-- begin TEXT TO READ --

The father chasing the fledging out of the nest is not something I have ever seen, but that does happen, when the new eggs are in the bowl. My best breeders will let the youngsters linger and linger forever in the nest box,while brooding a new batch, until the fledglings decide to leave on their own. Then they continue to come back at night and sit on the porch of the nest box, without a noise from the parents. 

Yes, he might chase them BOTH out because of the arrival of the new clutch, especially the last one to leave,(especially if there is food in the nest box) but that doesn't account for his continuing bad behavior to the young one in the coop after he has left the nest.

Yes, I do indeed think some kind of trauma might be to blame, whether physical or psychological, we will never know not knowing his childhood. I bet if he could talk he would give you an ear full...we need the pet psychic!LOL

But, you will have a chance to see if he picks on anyone of the next two to hatch. I'm glad the two youngsters are keeping each other company!

Treesa


----------



## Dovena (Apr 12, 2005)

*More bizarre by the minute*

Treesa, it's even more bizarre now. The fledglings were born April 30th, so they are around 5 weeks old now. In addition to picking on the male, Daddy this morning tried to mount the daughter. Mom actually got off the eggs and nest to stop Daddy from copulating with his 5-week-old daughter. Is Daddy a sociopath? I truly wonder. Last night, he would not allow his son to eat and I was afraid he would keep harassing him, so I locked him out of the room so that his children could sleep in peace. Great. He attacks his son and is trying to copulate with his daughter. Is this normal behavior? Is this normal? I have another mated pair and haven't seen anything like this from them.


----------



## Skyeking (Jan 17, 2003)

Dovena,

Is this feeder in the nest box or is it a feeder in the coop for all birds? If this feeder he is chasing the youngster away from is in his nest box, yes this is normal behavior.

-- end TEXT TO READ --
-- begin MATERIAL PROVIDED --

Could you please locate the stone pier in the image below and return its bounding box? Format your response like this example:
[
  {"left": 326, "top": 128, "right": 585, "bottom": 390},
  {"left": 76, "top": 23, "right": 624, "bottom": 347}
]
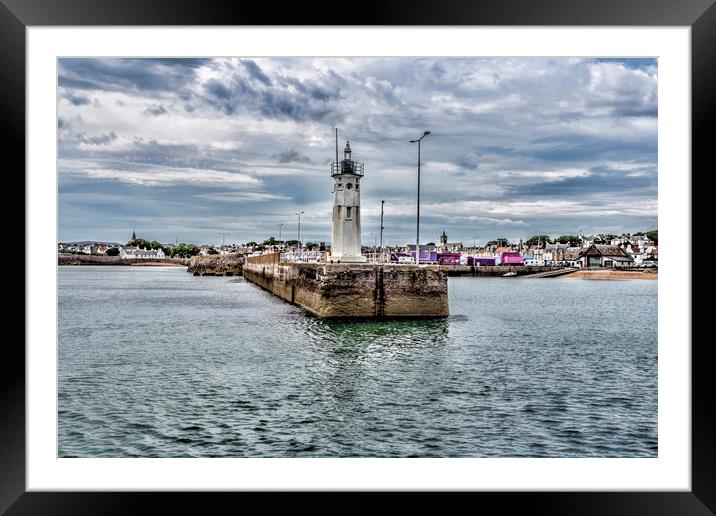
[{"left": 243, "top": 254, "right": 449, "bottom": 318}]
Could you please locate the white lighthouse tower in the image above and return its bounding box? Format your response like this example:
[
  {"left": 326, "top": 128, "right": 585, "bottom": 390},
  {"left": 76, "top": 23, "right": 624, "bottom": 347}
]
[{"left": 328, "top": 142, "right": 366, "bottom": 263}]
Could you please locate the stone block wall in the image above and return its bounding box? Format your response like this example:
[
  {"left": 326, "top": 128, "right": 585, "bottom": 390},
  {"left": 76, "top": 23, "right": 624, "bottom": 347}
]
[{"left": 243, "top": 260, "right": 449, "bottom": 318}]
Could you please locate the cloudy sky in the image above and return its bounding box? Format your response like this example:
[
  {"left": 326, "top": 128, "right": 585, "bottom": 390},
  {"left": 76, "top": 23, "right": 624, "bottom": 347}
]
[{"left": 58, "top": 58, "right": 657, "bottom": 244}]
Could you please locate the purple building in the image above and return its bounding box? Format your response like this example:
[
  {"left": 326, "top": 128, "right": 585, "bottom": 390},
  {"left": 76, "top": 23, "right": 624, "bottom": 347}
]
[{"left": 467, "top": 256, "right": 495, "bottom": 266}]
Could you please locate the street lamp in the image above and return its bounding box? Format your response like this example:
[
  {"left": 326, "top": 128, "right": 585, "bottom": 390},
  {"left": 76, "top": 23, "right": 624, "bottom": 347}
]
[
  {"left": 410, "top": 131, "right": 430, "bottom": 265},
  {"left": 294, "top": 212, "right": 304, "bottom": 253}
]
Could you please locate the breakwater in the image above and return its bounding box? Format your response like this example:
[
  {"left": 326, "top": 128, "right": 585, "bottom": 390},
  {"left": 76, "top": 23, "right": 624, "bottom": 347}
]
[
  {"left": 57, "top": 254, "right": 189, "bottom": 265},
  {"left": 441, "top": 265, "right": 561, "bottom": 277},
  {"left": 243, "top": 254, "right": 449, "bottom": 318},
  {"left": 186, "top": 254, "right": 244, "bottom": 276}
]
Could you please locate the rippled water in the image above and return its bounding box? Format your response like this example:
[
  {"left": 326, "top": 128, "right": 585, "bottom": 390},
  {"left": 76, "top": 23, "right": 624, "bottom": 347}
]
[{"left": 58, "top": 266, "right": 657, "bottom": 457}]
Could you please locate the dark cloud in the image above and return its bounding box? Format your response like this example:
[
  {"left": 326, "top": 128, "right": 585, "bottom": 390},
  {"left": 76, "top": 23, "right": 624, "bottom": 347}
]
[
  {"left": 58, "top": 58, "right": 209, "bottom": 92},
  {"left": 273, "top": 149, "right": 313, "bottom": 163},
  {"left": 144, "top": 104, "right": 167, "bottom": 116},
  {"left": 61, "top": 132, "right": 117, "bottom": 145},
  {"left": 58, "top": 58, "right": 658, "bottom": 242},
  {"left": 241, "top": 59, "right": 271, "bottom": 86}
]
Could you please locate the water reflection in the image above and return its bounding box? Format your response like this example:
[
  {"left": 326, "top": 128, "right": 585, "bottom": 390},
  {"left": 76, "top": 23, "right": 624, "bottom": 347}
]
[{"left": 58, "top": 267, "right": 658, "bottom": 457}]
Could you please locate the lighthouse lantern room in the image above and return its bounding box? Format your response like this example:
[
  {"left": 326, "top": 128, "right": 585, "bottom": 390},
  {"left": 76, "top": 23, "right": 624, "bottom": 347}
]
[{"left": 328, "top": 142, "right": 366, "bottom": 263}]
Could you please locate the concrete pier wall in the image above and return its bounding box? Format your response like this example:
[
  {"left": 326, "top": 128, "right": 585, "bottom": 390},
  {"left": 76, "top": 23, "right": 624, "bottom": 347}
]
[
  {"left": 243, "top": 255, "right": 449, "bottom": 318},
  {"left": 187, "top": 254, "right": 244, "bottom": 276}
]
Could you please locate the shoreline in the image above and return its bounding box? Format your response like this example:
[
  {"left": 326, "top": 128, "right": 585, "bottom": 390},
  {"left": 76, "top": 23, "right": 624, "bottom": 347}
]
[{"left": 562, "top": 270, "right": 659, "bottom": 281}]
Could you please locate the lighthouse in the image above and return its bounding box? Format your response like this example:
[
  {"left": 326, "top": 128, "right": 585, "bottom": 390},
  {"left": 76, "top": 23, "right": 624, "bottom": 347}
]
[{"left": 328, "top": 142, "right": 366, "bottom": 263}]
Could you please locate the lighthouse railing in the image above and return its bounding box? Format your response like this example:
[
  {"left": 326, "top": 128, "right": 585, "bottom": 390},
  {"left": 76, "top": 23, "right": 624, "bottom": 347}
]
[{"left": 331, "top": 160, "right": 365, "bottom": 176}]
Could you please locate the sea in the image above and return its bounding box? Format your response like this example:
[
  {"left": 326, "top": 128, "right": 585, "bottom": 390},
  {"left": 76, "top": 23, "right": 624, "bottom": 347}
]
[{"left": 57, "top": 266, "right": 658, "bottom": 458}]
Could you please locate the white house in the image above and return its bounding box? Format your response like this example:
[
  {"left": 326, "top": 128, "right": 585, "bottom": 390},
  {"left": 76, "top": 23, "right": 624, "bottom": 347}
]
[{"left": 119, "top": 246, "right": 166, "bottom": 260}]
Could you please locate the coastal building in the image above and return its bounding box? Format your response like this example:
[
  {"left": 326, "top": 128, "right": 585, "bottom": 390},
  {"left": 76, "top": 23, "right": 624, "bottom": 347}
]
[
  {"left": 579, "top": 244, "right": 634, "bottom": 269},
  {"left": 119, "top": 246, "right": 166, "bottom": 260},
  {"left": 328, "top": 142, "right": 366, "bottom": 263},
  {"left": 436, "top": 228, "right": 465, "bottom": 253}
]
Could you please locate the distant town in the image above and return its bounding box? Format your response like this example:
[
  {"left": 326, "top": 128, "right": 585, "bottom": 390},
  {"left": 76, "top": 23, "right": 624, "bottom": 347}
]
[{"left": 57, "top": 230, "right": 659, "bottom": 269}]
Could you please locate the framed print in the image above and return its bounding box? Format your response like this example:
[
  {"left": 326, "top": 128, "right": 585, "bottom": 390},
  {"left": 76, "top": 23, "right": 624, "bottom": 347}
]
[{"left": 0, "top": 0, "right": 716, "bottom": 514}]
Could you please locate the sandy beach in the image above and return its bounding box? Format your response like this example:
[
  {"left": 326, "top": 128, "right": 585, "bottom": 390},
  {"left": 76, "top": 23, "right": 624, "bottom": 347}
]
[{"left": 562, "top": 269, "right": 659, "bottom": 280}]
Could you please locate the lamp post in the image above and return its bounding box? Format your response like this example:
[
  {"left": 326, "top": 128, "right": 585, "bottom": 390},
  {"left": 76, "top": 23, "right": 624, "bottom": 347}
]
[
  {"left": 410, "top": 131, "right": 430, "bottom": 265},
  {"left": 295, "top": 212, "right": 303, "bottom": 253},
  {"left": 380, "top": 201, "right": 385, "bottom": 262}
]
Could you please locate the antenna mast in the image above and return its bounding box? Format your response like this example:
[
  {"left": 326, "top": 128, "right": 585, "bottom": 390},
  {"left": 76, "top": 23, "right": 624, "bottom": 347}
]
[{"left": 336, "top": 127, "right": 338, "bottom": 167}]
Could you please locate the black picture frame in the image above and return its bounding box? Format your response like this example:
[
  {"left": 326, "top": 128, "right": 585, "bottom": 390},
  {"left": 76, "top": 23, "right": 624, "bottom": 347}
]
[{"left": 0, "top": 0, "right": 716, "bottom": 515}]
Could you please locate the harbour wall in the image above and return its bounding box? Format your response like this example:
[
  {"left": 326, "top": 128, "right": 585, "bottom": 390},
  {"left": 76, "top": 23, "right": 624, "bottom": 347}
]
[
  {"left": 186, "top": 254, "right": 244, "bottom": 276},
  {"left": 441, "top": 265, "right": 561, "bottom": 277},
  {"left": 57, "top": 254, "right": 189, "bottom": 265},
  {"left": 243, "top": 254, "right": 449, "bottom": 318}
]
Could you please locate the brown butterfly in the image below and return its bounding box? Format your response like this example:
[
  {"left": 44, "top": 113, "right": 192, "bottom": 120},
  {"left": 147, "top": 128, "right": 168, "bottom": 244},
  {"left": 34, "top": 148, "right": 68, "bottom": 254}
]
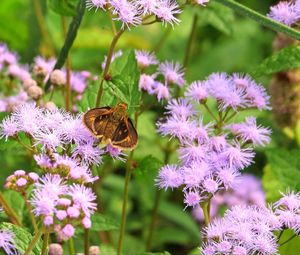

-- end MATERIAL PROVIDED --

WORK INSTRUCTIONS:
1. Reproduce, word for word, the passage of the forum thread about the nesting birds that opens with the words containing "Yes, he might" and closes with "each other company!".
2. Select every line of the records that contains the string "lighthouse", matching its case.

ANSWERS FOR THE EXERCISE:
1.
Yes, he might chase them BOTH out because of the arrival of the new clutch, especially the last one to leave,(especially if there is food in the nest box) but that doesn't account for his continuing bad behavior to the young one in the coop after he has left the nest.

Yes, I do indeed think some kind of trauma might be to blame, whether physical or psychological, we will never know not knowing his childhood. I bet if he could talk he would give you an ear full...we need the pet psychic!LOL

But, you will have a chance to see if he picks on anyone of the next two to hatch. I'm glad the two youngsters are keeping each other company!

2.
Could you please locate the white lighthouse tower in the image above and return its bounding box? Format your response like this example:
Could you please locate the lighthouse lantern room in the image above and return its bounding box? Format your response like this example:
Could you please locate the lighthouse in the image above and return its bounding box? Format your response like this example:
Could you please locate the lighthouse railing in the image above and return its bounding box? Format your response like this example:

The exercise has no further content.